GOAL
Retype all of the material below exactly as it appears, line for line, but leave the pictures out of your answer.

* BEGIN INPUT ROWS *

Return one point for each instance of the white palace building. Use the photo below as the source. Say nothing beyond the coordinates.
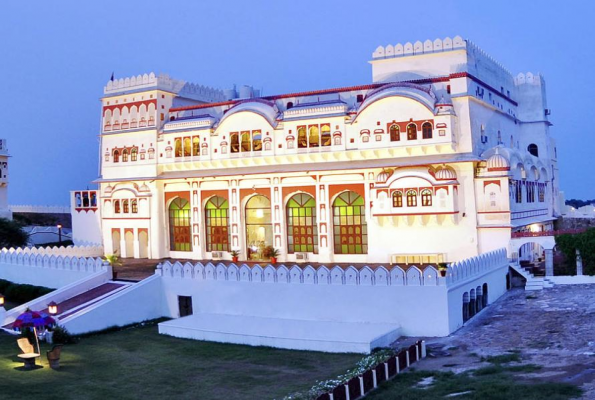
(411, 190)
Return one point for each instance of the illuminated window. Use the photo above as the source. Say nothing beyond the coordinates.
(187, 147)
(256, 141)
(302, 138)
(246, 141)
(411, 132)
(426, 198)
(395, 133)
(325, 135)
(314, 136)
(398, 199)
(426, 130)
(411, 198)
(195, 146)
(178, 147)
(234, 139)
(179, 225)
(217, 224)
(302, 233)
(349, 224)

* END INPUT ROWS *

WORKED ANSWER
Return one point for each instance of the white palace building. Use the photo below as the source. Say nothing beyond the coordinates.
(411, 190)
Return one point for each instance of the illuminated window. Use the photo above as the source. Say nothing beyond the coordinates.
(187, 147)
(256, 141)
(302, 138)
(246, 141)
(411, 132)
(426, 198)
(395, 133)
(325, 135)
(314, 136)
(398, 199)
(426, 130)
(411, 198)
(195, 146)
(178, 147)
(234, 139)
(179, 225)
(217, 224)
(302, 233)
(349, 224)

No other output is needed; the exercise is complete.